» **Problem details**: Should any entry hold a picture, omit that picture and copy the rest of the entry exactly.

» **Point-per-instance localization data**:
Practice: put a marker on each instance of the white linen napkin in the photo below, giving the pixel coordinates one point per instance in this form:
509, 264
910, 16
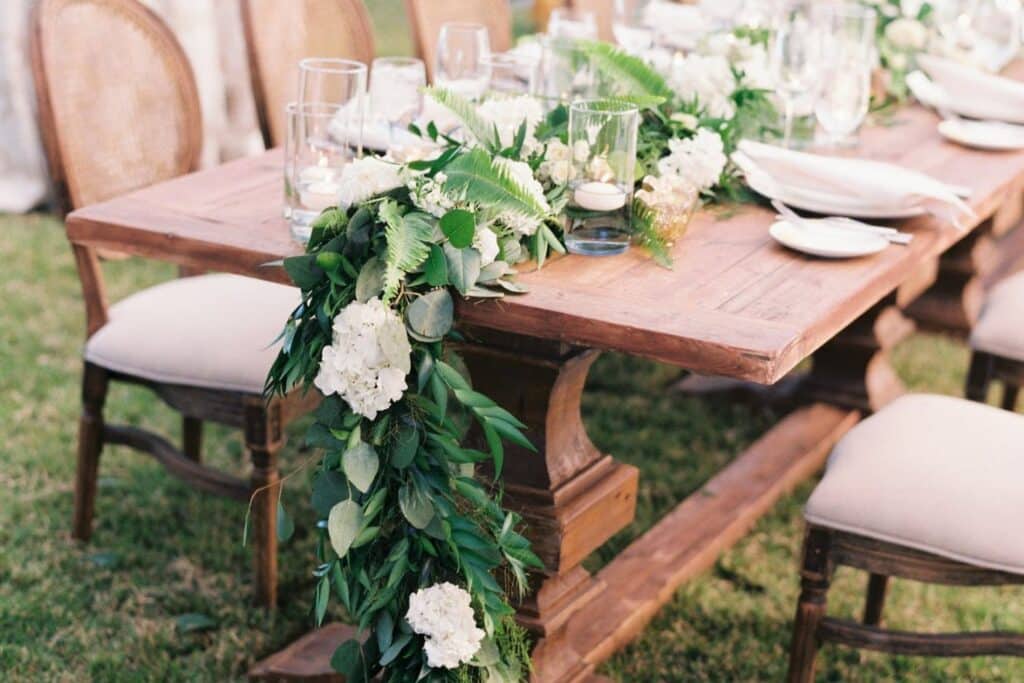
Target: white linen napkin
973, 92
867, 182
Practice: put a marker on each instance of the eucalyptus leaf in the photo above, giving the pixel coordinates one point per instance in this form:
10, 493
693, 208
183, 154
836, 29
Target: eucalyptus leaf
464, 266
343, 525
371, 281
415, 506
360, 464
430, 315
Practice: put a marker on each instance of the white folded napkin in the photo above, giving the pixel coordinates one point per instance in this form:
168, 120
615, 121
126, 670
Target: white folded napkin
866, 182
970, 91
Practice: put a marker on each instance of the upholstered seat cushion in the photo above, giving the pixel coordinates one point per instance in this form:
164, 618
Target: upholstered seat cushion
209, 331
939, 474
1000, 328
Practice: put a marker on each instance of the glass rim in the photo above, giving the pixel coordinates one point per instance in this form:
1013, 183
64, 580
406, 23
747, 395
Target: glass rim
333, 65
603, 105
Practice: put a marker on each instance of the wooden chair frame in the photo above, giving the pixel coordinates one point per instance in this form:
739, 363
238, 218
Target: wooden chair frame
261, 421
824, 549
365, 49
986, 368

» **Your solution**:
Practice: put a marker on each instance of the white linen napkin in the photo below, giving the pixel coordinates one point per instance in this form:
509, 264
910, 16
Target: white linen napkin
973, 92
867, 182
Practice: put a marker on each instance of the eucalyptus leaf in the photo above, giving the pixel coordinates one point per instance in this form:
10, 493
693, 208
183, 154
836, 29
Target: eucalyptus leaf
464, 266
343, 525
371, 281
415, 506
360, 464
430, 315
Practice: put a marker on each instance of the white folded napkin in the photo above, giving the pixel coordinates one point per instance in this form:
168, 120
615, 121
126, 670
Target: white folded napkin
866, 182
970, 91
Practice: put a marker on each instance of the upholstered seat cushion in the photo above, giving the pixel coordinates one point per instance in this form:
164, 618
Target: upholstered seat cushion
209, 331
939, 474
1000, 328
Practice: put a marker on each instance of the glass rim in the photo above, giving the pixel coordinates one point per instance in this form:
1013, 183
64, 580
406, 23
747, 395
Target: glass rim
333, 65
603, 105
Practice: put a marker on each instance of the wooden chair frame in the photo above, giving the pixel coordinates one point per instance in this form:
739, 363
238, 218
Target: wooden chair frame
261, 421
824, 549
365, 49
986, 368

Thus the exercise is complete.